━━━━━ Source material
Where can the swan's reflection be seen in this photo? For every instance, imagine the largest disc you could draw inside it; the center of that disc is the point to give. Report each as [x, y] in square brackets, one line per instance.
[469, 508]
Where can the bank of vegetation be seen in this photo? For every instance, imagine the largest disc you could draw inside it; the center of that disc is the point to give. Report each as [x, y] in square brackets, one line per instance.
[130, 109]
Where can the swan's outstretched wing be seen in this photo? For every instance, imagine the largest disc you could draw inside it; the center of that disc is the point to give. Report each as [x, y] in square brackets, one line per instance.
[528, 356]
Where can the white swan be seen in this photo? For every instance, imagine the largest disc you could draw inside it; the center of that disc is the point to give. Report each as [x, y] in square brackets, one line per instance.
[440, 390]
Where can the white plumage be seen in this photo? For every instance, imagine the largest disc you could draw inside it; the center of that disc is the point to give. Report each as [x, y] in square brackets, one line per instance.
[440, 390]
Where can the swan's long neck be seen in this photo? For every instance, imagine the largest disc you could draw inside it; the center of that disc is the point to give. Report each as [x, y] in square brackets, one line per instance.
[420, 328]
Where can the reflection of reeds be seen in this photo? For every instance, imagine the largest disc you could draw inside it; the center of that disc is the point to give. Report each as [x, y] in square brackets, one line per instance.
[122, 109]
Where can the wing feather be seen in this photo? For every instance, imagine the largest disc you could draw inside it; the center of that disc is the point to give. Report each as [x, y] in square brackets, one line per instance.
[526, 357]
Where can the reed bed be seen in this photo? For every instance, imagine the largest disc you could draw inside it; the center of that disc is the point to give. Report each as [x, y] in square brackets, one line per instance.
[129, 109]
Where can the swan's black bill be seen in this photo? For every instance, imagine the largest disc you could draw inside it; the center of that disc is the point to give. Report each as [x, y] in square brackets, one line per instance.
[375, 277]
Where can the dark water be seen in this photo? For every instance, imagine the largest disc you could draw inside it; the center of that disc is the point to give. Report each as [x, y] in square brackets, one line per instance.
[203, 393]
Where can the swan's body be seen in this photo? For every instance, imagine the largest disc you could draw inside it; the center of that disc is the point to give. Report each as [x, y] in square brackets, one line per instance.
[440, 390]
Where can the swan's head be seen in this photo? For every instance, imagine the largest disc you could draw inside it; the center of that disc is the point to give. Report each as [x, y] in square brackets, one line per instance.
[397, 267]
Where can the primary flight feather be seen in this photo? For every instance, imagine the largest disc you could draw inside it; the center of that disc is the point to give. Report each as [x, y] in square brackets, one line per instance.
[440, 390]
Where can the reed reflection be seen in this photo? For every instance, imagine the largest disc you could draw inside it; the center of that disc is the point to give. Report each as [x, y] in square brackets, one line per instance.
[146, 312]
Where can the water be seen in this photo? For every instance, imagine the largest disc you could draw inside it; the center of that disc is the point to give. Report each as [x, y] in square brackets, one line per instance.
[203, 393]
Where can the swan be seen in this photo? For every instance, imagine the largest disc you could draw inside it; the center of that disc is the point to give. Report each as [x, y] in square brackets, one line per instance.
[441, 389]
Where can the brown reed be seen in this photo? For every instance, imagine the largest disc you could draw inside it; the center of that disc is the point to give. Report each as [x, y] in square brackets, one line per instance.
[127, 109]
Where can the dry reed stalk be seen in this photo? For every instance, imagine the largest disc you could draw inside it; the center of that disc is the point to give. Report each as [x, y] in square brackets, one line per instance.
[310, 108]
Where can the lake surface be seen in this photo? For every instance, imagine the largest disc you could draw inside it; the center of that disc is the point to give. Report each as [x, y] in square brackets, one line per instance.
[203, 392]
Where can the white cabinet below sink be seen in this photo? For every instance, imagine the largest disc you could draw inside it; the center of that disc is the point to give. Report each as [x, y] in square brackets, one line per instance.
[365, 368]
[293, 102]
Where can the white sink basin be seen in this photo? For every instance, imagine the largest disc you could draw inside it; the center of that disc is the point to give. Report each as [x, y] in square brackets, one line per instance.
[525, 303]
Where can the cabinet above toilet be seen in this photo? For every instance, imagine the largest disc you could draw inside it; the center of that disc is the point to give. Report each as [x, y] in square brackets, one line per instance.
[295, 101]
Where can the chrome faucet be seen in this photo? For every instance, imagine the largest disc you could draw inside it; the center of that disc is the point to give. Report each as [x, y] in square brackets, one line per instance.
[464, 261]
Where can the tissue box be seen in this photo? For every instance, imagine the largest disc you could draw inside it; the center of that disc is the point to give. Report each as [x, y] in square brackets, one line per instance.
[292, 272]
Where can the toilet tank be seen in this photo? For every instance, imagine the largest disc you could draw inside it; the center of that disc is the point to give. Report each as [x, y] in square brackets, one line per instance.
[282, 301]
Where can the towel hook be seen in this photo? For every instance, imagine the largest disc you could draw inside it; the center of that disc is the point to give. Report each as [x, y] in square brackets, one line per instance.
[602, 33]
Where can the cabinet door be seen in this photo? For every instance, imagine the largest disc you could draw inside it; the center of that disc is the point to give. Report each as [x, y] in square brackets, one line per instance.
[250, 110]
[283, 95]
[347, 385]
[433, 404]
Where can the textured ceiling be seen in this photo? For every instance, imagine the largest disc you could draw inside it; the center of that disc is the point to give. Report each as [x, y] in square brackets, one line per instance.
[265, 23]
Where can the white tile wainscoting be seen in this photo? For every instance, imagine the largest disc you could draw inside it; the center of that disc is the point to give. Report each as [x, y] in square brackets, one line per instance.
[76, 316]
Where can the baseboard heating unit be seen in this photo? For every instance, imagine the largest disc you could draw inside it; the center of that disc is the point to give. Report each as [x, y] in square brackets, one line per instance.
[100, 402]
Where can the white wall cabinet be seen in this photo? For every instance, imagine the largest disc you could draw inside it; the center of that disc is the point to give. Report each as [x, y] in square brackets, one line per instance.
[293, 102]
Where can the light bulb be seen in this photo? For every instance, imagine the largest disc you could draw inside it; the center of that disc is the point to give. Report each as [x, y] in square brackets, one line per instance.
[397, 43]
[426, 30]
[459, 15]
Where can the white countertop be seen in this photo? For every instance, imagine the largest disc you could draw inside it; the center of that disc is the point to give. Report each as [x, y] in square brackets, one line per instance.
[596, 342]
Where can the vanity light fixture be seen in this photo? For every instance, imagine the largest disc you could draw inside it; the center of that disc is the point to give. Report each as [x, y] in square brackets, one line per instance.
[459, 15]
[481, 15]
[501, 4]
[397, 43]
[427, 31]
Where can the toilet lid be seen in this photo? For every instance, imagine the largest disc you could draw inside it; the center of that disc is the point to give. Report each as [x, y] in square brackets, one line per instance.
━━━━━━━━━━
Repeat the records above in full, word for word.

**Result of the task**
Where can the swan's reflection be seen in this photo? For every instance, imagine the largest disc you could draw inside it; the center of that disc is the point to give. Report each as [x, y] in square brackets, one line per instance.
[469, 508]
Where can the bank of vegetation be seen in this photo? For every instance, imagine the largest disc you could draw inside it; the center of that disc is the point to give. Report each as [x, y] in square brackets, one line per instance.
[130, 109]
Where can the swan's outstretched wing be seen in this photo? For every instance, imagine the largest disc you could draw inside it; the center of that disc is the point to give. Report each as [x, y] in square brackets, one line per instance.
[528, 356]
Where can the white swan be seen in this photo? For every instance, imagine the largest disc you could draw inside it; the center of that disc is the point to give. Report each as [x, y] in square brackets, one line per instance.
[440, 390]
Where can the white plumage be seen in this photo? For every instance, imagine the largest disc you could draw inside it; the center of that disc is the point to give. Report each as [x, y] in square brackets, one line per instance.
[440, 390]
Where can the swan's long neck be seen in this photo? For every instance, imagine the largest disc you could draw inside it; the center of that disc is the point to give. Report each as [x, y] in square brackets, one line per instance.
[420, 328]
Where can the reflection of reeds be seen in this photo? For every instance, imagine the largest disc you could draw inside it; the center of that disc is the point to give. Report each as [x, y] in square brackets, one line per instance.
[122, 109]
Where can the wing feather be seen in this photo? For every instance, imagine the largest disc you could draw inside it; the center of that disc is the point to give. Report each as [x, y] in square brackets, one line per instance.
[526, 357]
Where can the reed bed be seen in this photo? For every instance, imagine the largest disc you could draw inside it; the center of that disc is the point to give. Report each as [x, y] in square brackets, one line per instance.
[129, 109]
Where can the swan's black bill be seen in this photo? For every instance, imagine the largest disc you could draw inside it; the center of that disc is the point to give. Report each as [x, y] in square brackets, one line per instance.
[375, 277]
Where can the dark water be seen in this photo? For every instance, imagine the largest disc you could draw inside it; the center of that disc is the point to give. Report each as [x, y] in square brackets, one line per instance.
[203, 393]
Where can the swan's body be seen in this photo? For every instance, imagine the largest disc you could draw inside it; the center of that disc is the point to give. Report each as [x, y] in square brackets, one line per instance.
[440, 390]
Where can the swan's head be seen in this photo? For every instance, imagine the largest disc you could draw inside it; the center of that disc is the point to give. Report each as [x, y] in square brackets, one line per instance.
[397, 267]
Where can the primary flight feather be seen in this photo? For every instance, imagine the largest disc you could draw inside it; the center of that disc is the point to give. Report each as [x, y] in square brackets, one line per instance.
[440, 390]
Where can the reed reflection be seen in this photo? For every instance, imagine the largest disc you could draw inside it; the center of that disc is the point to give. Report each as [x, y] in square brackets, one line per instance.
[146, 312]
Where can the water be seen in this photo? For every instance, imagine the largest disc you could draw inside it; the center of that disc is the point to give. Report each as [x, y] in square brackets, one line per instance.
[203, 393]
Where can the swan be seen in this photo? For every instance, imagine the largest disc you could draw inside it; the center of that disc is the point to give. Report each as [x, y] in square brackets, one line per instance.
[441, 389]
Where can the brown reed be seen in this photo? For every instance, imagine the largest disc you could draw inside it; the center of that disc is the point to give. Report each as [x, y] in square brackets, one line per instance.
[127, 109]
Where can the dry reed stalk be seen in this photo? For every instance, imagine the largest disc you could draw inside it; the center of that disc is the point to give. Report each as [x, y] in square brackets, one line per instance.
[310, 108]
Where can the lake surface be seen in this photo? For every instance, imagine the largest disc you could draw inside it; the center of that disc is the point to give. Report each as [x, y] in square brackets, one line per instance.
[203, 392]
Where can the white cabinet below sink be seen in this photo? For every instance, imagine the largest disc you could draw inside it; the center of that disc is the point to give. Report each as [x, y] in square brackets, one line per instance.
[365, 368]
[293, 102]
Where can the white sink basin be seen in this photo? For every instance, imagine the largest disc you could draw inside it; the center of that disc is the point to give. Report each as [x, y] in square brackets, one line per instance.
[525, 303]
Where can the cabinet above toilet be seen in this photo? For every instance, imagine the largest disc you could draw inside it; the center of that disc is the point to give. Report each as [x, y] in square brackets, one line per instance.
[295, 101]
Where can the chrome faucet be seen in this photo? For every instance, imagine the largest disc you could draw inside it; the center of that disc is the point to give. Report each as [x, y] in square brackets, one line per instance.
[464, 261]
Where can the tissue box be seen in this photo? For every instance, imagine the largest disc you could draw inside it; the center of that disc is the point to give. Report each as [x, y] in square brackets, one line per instance.
[292, 272]
Where can the toilet tank be seen in this photo? For every instance, imagine the largest disc you could draw inside it; the center of that disc is the point to give. Report each as [x, y] in square brackets, one line per instance.
[282, 301]
Where can the towel hook be seen in this photo? For every instance, imagine the largest disc you could draw inside it; the center of that disc is the point to give. Report each as [x, y] in square brackets, one line per instance.
[602, 33]
Where can the cabinet door be seen in this photo? For every instance, imagine the largest disc you could draw inside it; the center of that disc is the point to give. Report each as [x, y] in square brackets, one line per instance.
[250, 110]
[283, 95]
[347, 385]
[433, 404]
Where can the textured ceiling be seen in this photo? For every instance, imagine the largest disc you could draw inside it; the center of that disc is the point to give. Report each as [x, y] in square brackets, one line per instance.
[265, 23]
Where can the white tile wainscoting be seen in this photo? For every instance, imagine the largest disc you could draw inside it; the center of that disc is the point to give. Report each as [x, y] in square brackets, one line per instance.
[76, 316]
Where can the baseboard heating unit be seen in this photo? For every instance, imagine the largest disc you could draw inside it; the center of that disc is the point to give. Report each as [x, y] in square brackets, one line per instance.
[100, 402]
Where can the white wall cabinet be seen in this photo? For every instance, imagine the largest disc you could draw inside it; the center of that disc is the point to give. Report each as [x, y] in square brackets, one line per instance.
[293, 102]
Where can the light bulb be seen in this photo? For every instance, imagine the largest disc you could draw inside it; the center of that disc is the point to give. Report each as [x, y] in square brackets, one line per instance.
[397, 43]
[426, 30]
[459, 15]
Where can the white countertop be seen in this photo? For every instance, imagine the largest disc you could draw inside it; the center of that disc is the point to give. Report each as [x, y] in square brackets, one line per instance.
[596, 342]
Where can the vanity light fixture be seen in this photo? For every instance, imagine the largest disc you could draw inside it; the center of that disc is the point to give. Report each as [x, y] in square brackets, one line per instance.
[459, 15]
[481, 15]
[501, 4]
[397, 43]
[427, 31]
Where can the toilet lid be seen in this photo? For every instance, imagine the largest disc you could draw inside it; the center of that disc is the point to give. Report each as [x, y] in square brackets, one line per instance.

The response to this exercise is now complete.